= TASKS AND EXERCISES =
[a] List every person named in the passage on RIP(2) matrices.
[b] Reproduce the stretch of the passage on RIP(2) matrices from "Yes, it would." through "and satisfying RIP(2).".

Yes, it would. Personally though, I suspect that it might be impossible to get sparse AND efficient RIP(2) matrices. Specifically, I suspect that the results of [Chandar'08] can be extended to show that any sparse matrix satisfying RIP(2) must consist of many measurements (right now his proof holds only for 0-1 entries). If so, then one would not be able to get a matrix which is efficient, sparse and satisfying RIP(2).

Note that the construction of RIP(2) matrix by DeVore gives a sparse matrix, but the number of measurements in quadratic in the sparsity parameter.

Eventually the issue is that the only deterministic subsampling known to work is that of Meyer and Mattei and I need to make it obvious that the two larger groups that are known to date seem to fall on either side of the combinatorial or geometric constructions rather than on the deterministic and non-deterministic side.

In a different area, John Sidles one of the author of Practical recipes for the model order reduction, dynamical simulation, and compressive sampling of large-scale open quantum systems mentioned here says the following:

... Our UW QSE Group definitely would like to hear from researchers who are interested in extending CS methods to quantum state-spaces.

= DATA PROVIDED =
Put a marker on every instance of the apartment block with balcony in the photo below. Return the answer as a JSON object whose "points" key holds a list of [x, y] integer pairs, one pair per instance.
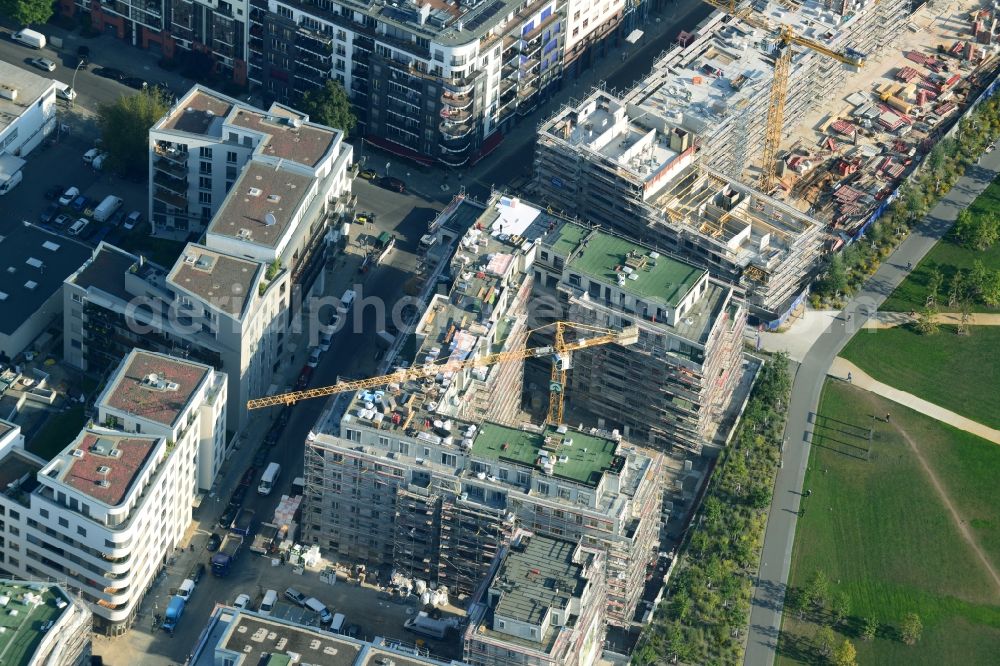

= EXPECTED RESPONSES =
[a] Chandar, DeVore, Meyer, Mattei, John Sidles

[b]
Yes, it would. Personally though, I suspect that it might be impossible to get sparse AND efficient RIP(2) matrices. Specifically, I suspect that the results of [Chandar'08] can be extended to show that any sparse matrix satisfying RIP(2) must consist of many measurements (right now his proof holds only for 0-1 entries). If so, then one would not be able to get a matrix which is efficient, sparse and satisfying RIP(2).